Collection entries
****

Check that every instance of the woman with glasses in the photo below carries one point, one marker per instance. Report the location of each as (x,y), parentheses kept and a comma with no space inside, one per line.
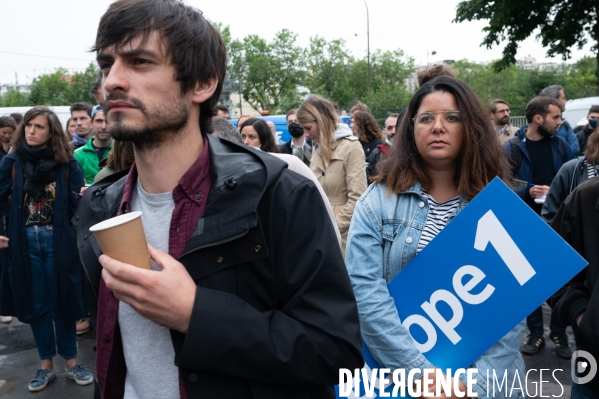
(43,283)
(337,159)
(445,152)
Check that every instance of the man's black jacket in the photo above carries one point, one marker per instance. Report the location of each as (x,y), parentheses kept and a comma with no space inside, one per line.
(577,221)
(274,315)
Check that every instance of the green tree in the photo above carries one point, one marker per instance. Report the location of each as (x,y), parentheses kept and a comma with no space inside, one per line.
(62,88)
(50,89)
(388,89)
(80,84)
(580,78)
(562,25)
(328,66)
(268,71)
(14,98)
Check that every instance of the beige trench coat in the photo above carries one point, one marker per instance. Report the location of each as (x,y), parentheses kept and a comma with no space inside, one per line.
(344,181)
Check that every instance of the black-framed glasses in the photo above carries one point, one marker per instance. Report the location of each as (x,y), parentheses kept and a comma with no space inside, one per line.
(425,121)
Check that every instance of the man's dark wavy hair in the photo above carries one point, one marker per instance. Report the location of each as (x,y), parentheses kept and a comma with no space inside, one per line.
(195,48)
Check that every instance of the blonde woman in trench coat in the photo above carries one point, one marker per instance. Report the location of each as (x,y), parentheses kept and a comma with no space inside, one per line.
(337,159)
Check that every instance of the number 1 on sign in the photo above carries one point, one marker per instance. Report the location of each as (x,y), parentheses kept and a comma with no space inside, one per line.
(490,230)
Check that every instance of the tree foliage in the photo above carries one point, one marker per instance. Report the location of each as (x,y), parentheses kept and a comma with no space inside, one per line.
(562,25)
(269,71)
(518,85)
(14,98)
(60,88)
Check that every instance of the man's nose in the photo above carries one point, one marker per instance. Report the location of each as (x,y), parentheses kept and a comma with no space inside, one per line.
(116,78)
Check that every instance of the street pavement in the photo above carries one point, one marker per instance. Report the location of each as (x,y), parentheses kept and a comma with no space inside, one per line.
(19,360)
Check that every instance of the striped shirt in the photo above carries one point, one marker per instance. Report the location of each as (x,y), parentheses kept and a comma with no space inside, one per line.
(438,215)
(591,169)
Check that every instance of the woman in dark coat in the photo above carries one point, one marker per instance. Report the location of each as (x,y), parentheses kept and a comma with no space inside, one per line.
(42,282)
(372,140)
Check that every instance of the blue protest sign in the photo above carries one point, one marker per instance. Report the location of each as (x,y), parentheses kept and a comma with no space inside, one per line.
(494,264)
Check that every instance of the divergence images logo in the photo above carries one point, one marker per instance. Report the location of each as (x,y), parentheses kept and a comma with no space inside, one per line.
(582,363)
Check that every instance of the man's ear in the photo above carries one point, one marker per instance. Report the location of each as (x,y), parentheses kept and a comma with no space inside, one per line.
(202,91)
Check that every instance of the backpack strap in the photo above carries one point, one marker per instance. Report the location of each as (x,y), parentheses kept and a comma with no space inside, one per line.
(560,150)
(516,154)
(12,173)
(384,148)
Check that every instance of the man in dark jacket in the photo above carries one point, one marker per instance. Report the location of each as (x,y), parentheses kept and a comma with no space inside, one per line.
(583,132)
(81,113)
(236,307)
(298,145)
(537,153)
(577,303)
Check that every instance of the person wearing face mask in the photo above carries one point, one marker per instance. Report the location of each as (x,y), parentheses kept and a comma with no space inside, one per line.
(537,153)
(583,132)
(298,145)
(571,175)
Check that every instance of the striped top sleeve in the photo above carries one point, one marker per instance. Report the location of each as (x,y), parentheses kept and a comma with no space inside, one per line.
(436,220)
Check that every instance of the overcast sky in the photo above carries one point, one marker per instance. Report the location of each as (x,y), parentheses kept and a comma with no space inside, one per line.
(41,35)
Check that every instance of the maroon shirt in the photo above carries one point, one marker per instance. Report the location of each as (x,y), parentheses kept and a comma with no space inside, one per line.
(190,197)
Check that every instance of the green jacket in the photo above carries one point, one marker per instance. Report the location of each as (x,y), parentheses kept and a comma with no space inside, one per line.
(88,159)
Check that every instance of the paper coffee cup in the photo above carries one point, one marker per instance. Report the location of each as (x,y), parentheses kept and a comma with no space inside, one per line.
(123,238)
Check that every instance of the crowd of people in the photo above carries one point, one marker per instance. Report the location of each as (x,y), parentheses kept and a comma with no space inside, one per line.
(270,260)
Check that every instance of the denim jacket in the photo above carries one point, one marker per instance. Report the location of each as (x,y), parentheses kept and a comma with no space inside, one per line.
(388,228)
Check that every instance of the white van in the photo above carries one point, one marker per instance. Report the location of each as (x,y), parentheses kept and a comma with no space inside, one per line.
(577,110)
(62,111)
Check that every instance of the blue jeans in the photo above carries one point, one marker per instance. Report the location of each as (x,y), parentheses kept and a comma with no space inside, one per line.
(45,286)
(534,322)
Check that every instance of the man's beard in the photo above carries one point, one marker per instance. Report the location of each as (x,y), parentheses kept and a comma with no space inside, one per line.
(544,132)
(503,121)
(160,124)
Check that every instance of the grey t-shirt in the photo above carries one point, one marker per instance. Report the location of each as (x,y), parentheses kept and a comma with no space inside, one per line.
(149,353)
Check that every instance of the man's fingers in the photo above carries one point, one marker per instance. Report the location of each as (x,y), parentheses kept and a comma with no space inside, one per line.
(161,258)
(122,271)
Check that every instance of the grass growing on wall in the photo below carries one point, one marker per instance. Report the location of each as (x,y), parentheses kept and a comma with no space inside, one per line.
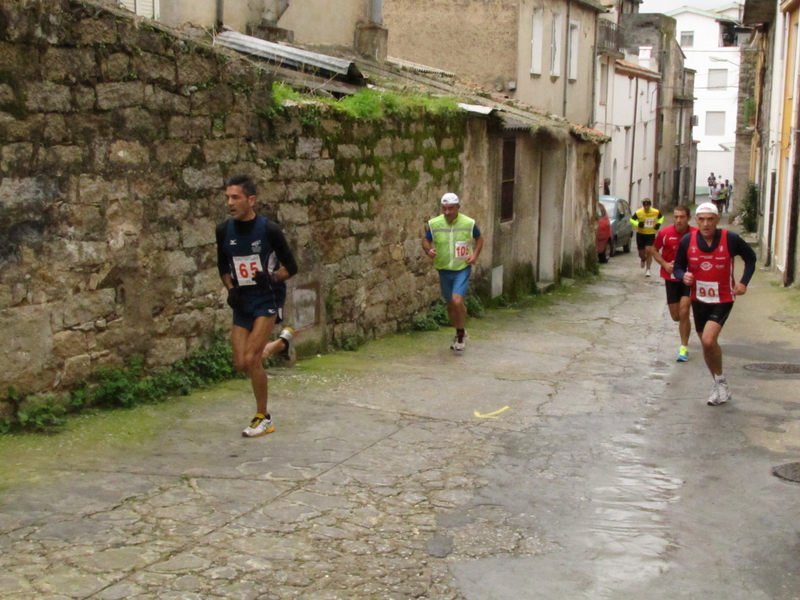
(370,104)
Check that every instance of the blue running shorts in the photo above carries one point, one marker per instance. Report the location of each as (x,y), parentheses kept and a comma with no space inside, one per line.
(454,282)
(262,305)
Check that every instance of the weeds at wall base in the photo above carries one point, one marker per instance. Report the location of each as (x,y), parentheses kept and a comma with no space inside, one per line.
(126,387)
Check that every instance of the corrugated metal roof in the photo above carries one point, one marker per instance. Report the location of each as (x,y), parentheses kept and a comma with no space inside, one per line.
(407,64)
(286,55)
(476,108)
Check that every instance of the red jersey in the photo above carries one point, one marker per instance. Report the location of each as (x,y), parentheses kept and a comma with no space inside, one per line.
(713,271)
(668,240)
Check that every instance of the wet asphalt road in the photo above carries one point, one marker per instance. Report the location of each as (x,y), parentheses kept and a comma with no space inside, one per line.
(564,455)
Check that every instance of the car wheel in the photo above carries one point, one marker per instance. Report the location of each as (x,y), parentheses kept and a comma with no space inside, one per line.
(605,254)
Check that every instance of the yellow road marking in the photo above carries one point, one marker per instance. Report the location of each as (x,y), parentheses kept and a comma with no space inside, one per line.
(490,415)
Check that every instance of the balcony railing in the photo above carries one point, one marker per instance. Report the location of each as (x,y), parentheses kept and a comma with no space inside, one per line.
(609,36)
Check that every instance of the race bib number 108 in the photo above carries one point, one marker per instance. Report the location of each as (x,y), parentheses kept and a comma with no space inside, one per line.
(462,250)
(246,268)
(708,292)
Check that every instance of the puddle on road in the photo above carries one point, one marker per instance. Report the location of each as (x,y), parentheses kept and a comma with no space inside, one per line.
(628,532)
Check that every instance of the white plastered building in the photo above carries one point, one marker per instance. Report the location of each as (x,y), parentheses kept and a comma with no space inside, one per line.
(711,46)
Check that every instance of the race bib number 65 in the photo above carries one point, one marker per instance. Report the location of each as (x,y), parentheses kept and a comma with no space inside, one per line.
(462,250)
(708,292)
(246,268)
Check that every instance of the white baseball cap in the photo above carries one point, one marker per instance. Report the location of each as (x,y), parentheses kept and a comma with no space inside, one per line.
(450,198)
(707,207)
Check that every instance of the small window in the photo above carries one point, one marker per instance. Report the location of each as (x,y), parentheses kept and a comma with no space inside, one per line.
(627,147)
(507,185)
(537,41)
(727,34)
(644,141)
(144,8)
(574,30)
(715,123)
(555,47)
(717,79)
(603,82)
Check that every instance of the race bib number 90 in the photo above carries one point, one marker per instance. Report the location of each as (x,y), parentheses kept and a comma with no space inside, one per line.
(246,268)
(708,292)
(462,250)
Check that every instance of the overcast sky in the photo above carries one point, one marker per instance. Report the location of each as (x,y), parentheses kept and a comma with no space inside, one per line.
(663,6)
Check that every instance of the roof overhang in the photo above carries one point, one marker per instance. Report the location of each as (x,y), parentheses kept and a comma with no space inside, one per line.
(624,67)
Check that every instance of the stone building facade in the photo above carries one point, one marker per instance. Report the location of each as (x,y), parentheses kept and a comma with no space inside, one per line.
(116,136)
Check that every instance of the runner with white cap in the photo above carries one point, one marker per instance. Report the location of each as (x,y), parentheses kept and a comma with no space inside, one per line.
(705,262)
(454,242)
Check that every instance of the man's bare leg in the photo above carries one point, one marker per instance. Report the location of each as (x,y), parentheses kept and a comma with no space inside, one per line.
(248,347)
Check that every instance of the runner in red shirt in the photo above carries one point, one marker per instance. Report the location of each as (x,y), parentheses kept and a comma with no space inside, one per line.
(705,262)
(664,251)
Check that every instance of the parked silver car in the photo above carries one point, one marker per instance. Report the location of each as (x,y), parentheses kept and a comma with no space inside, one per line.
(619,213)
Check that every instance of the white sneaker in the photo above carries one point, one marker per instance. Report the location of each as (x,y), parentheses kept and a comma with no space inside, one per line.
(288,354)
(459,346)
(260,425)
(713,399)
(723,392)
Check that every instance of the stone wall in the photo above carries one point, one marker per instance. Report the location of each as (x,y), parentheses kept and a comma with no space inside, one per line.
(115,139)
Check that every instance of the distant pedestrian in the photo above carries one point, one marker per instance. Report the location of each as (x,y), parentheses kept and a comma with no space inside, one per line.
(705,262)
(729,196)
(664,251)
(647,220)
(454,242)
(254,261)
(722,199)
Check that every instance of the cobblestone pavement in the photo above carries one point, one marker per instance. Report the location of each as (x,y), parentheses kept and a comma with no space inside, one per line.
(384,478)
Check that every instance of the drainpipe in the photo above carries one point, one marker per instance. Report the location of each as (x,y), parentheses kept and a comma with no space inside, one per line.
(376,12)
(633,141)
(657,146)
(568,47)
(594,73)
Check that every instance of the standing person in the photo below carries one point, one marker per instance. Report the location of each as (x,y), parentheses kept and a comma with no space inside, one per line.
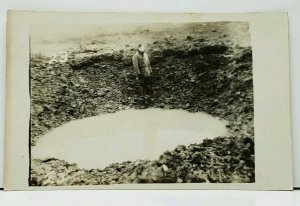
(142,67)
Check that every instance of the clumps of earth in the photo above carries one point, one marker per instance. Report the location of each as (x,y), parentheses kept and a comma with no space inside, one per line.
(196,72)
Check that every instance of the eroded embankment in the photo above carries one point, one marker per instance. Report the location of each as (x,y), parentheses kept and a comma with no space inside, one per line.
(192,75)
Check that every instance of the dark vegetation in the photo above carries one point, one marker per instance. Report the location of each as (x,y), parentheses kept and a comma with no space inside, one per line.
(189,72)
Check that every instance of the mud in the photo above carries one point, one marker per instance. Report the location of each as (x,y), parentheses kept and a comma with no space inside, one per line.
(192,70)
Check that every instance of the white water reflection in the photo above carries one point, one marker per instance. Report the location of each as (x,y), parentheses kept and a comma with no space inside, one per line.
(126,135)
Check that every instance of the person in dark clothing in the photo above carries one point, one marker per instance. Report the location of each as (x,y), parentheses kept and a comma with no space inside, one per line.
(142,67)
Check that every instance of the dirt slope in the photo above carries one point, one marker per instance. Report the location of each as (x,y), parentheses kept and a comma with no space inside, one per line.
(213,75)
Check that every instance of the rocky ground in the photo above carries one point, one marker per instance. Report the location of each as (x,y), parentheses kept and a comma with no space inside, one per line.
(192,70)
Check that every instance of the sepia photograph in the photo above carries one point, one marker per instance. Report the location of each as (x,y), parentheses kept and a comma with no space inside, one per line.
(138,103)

****

» **JOB**: Output exactly the lines from the one containing "Check that every instance of the eroded" through the last line of the entries, both ends included.

» **SOLUTION TO THIS TASK**:
Check that every instance of the eroded embankment in the photo above carries one point, one marker per instance. Report the location of each as (x,y), parentheses kept and a comma with no space inside, one per line.
(192,75)
Check that every instance of the dark vegetation in the photo above carries one point, one marker per instance. Report the location of each as (x,y), parentheses kept and a comma with no space inside, one per line.
(189,72)
Check that every instance of the mud in the photo above carries one point, one marker per instance. Report the location of each as (x,y), parentheses kept and a comma with no space inside, one per line.
(192,70)
Check that every instance of the white water reflection in the photo above carries one point, one marker per instance. Report the location of each as (x,y), parentheses kept and a comma with no space inside, one per line.
(126,135)
Check that every instance of the person in dark clothing in the photo above carries one point, one marker per instance. Report the location of each as (x,y), parentheses kept and a comma with no space inside, one per line.
(142,67)
Check that every instance of the dirt slope in the photo above carries one point, one marker per instance. Report the location of each as (x,y), parentheses kept and a comma with no space inside, one per line.
(213,75)
Check that every instance of the rocky ground in the photo above carries one point, one marker per instance. Report the location of each as (x,y), parentheses kept and a comma with no space inside, one per line.
(192,70)
Check that every instance of the sepia photograph in the photo above carries one point, one marker per instance. Report the location of each as (x,y), parentheses kept and a comma with no space inside, one per line.
(138,103)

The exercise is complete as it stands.